Using the information:
**A)** Answer these questions using the passage on American religious history:
(i) In what year did McLoughlin publish Revivals, Awakenings, and Reform?
(ii) Which book did Jon Butler publish in 1990?
(iii) Where does Butler praise the Albanese book?
**B)** Proceed with the passage on American religious history, continuing it from its final sentence.

Text block:
The newer to which Albanese aspires to be yet newer is represented by William McLoughlin and Jon Butler. In his 1980 Revivals, Awakenings, and Reform, McLoughlin cast American religious history in terms of dynamics that are “individualistic, pietistic, perfectionist, millenarian.” Like the history of America itself, McLoughlin contended, religion in America is “best understood as a millenarian movement.” In his 1990 Awash in a Sea of Faith, Jon Butler took a different tack, arguing for a “catholic” reading of American religious history. Not uppercase Catholic, mind you, but catholic in the sense that the inherited state-church tradition of Anglo-Protestant America was transformed by the American experiment into a denominational establishmentarianism comparable to the role of Catholicism in some European nations.
Albanese’s interest, however, is in the “occult” forms of religion that other historians have tended to place at the margins of the story. For McLoughlin, the central narrative is the triumph of evangelical awakenings in sundry forms. And, Albanese writes, “In the Butler historiography the center to which occultism made its way was one that did not hold—a center that became a theater of conflict in which Christianity, through its ‘catholic’ denominational forms, gradually prevailed.” (One notes, as an aside, that Butler highly praises the Albanese book in his dust-jacket endorsement.)

Collected data entries

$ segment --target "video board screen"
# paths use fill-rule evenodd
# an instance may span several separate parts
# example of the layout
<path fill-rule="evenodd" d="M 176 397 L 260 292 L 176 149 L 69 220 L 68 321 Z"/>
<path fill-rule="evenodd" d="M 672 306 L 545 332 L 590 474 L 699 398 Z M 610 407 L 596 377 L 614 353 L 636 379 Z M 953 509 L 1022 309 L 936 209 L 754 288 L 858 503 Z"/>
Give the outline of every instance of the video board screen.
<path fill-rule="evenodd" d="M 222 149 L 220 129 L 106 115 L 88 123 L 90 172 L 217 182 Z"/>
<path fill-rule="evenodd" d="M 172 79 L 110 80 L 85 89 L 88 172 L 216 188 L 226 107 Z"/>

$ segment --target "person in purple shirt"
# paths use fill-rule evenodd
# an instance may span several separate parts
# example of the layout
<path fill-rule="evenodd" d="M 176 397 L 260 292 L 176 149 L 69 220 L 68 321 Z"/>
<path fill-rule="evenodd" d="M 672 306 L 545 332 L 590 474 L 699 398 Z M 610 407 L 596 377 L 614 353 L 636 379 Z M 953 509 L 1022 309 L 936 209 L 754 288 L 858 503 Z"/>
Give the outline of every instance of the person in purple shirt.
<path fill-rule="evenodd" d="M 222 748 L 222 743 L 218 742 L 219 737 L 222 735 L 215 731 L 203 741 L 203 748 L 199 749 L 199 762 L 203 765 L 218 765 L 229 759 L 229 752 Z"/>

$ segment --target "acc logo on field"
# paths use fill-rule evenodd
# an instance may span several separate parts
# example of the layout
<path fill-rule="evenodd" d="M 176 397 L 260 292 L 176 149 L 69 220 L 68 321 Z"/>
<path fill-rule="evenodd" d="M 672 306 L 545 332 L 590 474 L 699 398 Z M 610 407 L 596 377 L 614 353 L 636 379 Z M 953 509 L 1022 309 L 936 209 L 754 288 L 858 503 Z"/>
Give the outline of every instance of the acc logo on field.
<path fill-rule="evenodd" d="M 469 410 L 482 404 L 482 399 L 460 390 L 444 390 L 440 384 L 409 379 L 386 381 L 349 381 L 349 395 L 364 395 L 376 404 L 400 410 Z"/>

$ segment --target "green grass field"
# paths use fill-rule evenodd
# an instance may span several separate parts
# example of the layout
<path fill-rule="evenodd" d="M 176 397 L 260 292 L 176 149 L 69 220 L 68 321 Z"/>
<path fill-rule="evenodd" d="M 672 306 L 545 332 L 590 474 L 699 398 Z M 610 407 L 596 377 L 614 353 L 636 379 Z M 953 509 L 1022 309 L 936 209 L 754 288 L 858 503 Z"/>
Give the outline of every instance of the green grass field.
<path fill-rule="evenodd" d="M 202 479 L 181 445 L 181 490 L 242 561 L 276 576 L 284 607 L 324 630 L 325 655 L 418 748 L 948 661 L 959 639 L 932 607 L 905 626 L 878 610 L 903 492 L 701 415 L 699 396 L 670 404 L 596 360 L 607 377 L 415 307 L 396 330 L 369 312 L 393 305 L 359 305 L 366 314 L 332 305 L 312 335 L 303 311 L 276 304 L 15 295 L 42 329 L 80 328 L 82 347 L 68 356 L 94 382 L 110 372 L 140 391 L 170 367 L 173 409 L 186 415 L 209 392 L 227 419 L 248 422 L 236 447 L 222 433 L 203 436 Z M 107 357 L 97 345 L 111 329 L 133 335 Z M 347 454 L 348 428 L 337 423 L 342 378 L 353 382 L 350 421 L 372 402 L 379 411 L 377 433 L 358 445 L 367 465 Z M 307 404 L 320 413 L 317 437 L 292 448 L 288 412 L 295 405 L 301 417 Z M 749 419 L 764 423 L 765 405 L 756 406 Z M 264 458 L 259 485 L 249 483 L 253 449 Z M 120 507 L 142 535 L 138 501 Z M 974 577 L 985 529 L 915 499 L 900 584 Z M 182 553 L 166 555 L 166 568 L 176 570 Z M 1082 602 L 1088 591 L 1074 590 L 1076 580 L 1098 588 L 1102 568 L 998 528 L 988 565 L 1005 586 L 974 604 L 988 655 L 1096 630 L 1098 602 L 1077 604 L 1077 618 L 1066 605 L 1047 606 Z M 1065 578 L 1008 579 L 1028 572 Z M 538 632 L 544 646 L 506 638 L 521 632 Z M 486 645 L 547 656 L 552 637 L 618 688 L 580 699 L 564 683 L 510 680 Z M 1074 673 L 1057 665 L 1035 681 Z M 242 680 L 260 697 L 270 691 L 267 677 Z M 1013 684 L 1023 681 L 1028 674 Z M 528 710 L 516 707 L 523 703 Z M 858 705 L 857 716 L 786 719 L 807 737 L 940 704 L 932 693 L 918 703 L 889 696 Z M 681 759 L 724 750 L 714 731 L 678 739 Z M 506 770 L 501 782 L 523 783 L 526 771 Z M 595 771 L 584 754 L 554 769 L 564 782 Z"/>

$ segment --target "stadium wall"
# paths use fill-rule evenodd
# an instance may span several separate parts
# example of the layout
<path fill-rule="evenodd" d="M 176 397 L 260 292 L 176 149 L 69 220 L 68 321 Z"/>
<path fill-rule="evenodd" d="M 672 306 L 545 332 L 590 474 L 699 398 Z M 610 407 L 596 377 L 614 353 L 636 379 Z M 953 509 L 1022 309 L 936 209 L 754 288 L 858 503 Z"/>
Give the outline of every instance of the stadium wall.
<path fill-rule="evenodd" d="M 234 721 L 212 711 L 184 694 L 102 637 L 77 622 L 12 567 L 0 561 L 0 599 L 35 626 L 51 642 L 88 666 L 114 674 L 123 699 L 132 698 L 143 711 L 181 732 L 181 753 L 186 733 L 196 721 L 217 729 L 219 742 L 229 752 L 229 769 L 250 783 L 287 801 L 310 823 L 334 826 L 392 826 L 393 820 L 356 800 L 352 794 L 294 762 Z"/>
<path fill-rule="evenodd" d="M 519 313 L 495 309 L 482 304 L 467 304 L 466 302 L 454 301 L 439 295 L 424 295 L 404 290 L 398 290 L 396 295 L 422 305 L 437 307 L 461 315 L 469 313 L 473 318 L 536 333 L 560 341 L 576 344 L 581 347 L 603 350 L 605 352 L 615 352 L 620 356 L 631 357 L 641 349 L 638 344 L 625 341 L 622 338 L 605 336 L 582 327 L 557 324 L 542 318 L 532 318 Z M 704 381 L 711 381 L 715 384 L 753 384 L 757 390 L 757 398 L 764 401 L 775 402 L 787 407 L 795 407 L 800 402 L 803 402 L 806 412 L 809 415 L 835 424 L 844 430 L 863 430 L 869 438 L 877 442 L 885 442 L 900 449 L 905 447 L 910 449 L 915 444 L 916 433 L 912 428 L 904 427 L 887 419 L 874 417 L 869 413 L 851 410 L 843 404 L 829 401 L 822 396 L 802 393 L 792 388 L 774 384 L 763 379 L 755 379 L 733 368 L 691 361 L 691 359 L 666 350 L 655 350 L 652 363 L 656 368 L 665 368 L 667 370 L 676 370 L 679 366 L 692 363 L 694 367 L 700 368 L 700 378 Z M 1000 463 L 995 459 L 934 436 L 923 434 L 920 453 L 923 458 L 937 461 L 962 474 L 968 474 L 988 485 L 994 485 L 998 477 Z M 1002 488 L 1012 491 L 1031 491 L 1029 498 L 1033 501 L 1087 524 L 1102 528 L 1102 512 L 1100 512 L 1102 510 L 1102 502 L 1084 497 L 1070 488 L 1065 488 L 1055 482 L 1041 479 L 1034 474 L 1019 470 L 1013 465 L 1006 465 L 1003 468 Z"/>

---

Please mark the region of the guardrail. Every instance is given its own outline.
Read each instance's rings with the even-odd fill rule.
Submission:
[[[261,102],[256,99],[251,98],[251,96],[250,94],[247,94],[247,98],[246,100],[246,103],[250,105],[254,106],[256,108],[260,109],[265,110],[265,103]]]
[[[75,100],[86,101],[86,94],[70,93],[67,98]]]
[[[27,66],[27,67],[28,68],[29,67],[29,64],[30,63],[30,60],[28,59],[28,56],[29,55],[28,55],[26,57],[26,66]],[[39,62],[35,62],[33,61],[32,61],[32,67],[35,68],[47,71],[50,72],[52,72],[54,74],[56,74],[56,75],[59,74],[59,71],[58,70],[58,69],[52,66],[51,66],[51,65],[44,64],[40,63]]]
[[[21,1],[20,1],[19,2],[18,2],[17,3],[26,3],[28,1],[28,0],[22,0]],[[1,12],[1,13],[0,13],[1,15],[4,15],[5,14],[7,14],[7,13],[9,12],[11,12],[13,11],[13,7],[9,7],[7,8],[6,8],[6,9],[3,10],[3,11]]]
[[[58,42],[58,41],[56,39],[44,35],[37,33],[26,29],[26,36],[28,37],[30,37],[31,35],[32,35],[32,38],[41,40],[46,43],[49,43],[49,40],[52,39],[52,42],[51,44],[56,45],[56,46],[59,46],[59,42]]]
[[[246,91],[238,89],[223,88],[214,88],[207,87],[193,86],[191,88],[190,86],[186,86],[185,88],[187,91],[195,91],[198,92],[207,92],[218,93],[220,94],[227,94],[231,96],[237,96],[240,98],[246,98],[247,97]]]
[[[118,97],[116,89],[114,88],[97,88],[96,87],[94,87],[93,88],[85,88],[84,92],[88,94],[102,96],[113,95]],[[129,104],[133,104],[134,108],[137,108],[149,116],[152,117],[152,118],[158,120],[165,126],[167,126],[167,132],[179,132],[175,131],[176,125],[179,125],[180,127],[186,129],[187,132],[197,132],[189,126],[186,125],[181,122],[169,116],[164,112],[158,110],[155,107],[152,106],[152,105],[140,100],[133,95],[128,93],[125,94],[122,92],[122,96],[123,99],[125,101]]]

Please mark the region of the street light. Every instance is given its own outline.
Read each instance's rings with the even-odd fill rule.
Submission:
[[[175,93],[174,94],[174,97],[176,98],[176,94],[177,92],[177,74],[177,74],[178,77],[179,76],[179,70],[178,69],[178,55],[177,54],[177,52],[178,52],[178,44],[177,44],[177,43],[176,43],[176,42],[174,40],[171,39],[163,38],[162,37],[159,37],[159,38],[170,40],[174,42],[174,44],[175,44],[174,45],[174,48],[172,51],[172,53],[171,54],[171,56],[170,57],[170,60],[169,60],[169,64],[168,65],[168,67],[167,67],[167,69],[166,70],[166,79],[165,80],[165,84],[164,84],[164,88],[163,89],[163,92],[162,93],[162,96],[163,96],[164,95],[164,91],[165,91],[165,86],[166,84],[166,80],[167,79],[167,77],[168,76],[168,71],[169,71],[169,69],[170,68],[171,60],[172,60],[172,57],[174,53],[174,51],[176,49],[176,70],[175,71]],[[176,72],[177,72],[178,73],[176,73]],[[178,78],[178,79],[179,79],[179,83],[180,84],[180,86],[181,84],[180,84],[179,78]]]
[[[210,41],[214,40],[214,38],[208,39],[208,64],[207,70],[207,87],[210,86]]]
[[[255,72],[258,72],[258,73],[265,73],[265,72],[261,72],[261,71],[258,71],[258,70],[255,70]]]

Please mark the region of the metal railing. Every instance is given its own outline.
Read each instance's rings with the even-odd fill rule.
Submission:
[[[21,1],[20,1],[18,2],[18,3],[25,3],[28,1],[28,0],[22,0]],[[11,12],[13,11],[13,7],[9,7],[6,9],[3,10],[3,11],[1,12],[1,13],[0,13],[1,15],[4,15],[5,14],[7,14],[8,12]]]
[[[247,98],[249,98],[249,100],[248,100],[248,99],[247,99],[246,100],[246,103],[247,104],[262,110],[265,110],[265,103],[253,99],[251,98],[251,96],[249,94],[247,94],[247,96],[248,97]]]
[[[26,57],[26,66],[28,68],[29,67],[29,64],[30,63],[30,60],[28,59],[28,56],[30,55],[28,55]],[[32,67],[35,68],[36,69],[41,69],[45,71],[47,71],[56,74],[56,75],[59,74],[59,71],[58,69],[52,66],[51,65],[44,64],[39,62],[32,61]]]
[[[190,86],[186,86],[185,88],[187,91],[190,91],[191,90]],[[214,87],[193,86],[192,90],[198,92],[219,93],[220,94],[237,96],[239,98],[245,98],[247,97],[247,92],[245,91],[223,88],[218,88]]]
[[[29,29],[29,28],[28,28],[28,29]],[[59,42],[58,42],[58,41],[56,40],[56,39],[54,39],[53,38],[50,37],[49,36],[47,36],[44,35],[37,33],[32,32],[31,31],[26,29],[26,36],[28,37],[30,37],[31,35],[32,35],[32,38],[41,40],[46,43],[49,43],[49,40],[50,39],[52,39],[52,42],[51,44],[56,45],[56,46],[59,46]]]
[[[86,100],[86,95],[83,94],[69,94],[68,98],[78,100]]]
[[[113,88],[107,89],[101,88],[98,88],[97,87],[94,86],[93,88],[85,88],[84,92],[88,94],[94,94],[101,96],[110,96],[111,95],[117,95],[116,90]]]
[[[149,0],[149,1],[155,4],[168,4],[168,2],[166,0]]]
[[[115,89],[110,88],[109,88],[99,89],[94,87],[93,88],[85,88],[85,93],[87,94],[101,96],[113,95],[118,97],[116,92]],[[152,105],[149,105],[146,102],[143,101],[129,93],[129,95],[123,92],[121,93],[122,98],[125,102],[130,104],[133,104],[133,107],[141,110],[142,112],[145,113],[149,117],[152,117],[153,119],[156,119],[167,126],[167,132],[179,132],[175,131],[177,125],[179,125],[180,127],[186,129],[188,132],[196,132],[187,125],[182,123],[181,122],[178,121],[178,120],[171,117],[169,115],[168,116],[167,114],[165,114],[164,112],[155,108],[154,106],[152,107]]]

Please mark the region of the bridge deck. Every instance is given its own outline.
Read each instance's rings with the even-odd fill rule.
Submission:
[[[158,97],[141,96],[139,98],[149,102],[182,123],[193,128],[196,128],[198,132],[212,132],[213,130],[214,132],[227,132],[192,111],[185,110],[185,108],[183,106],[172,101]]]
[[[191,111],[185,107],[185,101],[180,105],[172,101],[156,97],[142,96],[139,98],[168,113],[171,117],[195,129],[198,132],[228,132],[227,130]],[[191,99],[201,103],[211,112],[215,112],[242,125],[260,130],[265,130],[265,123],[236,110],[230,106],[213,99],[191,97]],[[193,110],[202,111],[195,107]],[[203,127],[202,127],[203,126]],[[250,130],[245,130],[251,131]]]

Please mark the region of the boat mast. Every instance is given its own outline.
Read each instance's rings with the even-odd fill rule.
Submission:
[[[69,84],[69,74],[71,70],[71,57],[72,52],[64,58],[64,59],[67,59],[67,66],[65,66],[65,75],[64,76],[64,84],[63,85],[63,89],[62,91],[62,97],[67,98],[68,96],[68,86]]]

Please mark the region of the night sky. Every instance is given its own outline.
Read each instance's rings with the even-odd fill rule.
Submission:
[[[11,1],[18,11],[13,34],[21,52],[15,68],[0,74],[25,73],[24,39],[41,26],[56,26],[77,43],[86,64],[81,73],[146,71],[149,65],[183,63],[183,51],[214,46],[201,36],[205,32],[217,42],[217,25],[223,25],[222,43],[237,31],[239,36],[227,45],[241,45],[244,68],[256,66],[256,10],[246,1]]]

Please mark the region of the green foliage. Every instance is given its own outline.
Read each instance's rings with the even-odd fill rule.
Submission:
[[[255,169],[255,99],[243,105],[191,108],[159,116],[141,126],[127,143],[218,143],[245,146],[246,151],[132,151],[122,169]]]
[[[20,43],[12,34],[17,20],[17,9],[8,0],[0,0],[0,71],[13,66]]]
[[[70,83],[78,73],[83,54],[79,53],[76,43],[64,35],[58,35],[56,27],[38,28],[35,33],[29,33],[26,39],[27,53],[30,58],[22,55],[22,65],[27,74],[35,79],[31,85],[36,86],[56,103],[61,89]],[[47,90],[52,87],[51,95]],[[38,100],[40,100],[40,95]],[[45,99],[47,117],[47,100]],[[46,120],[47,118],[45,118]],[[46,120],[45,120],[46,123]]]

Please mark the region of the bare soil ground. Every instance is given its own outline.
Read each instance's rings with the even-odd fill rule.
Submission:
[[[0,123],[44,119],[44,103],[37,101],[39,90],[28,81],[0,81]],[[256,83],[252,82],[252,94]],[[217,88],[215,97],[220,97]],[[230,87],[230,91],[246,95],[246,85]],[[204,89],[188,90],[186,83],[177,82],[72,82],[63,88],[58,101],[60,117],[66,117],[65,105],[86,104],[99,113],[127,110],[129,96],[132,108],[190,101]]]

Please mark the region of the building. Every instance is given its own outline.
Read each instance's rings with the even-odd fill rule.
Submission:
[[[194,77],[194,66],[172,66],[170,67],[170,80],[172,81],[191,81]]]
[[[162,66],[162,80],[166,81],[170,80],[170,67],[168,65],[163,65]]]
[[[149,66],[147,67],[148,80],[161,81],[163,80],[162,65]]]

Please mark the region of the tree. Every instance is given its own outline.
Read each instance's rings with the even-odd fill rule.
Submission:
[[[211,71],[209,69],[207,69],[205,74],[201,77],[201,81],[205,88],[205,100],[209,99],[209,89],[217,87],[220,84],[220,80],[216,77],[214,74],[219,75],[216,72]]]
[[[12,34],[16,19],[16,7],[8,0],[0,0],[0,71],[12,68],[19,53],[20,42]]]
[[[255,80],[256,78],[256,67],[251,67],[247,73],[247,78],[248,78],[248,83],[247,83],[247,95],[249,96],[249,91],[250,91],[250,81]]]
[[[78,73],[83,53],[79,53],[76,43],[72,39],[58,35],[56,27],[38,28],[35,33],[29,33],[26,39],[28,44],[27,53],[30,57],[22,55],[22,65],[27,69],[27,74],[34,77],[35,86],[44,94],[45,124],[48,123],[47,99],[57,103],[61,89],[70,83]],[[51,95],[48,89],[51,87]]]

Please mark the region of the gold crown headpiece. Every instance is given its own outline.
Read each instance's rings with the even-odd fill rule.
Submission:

Results of the exercise:
**A)**
(i) 1980
(ii) Awash in a Sea of Faith
(iii) In his dust-jacket endorsement

**B)**
The McLoughlin evangelical thesis and the Butler catholic alternative, claims Albanese, result in a telling of the American religious story that “has been seriously skewed by perspectives and data deployed to protect and promote the role of Christianity in the nation’s history.” At one level, Albanese is making the case that America is not and never was as Christian as other histories have suggested. This is not to be confused with the familiar and dubious line that America is becoming ever more “religiously pluralistic.” Her point, rather, is that the evangelical story and the denominational-establishment story are only two-thirds of the tale, and “there remains a large and missing third.” The ambition of her book is put this way: “Hence, in what follows I argue a metaphysical thesis about American religious history, understanding metaphysical religion, both in Christian and non-Christian forms, as key to making sense of the nation’s religiosity. Metaphysical religion, I hope to show, is at least as important as evangelicalism in fathoming the shape and scope of American religious history and in identifying what makes it distinctive—the sign, in religious terms, of an emergent American ethnicity.”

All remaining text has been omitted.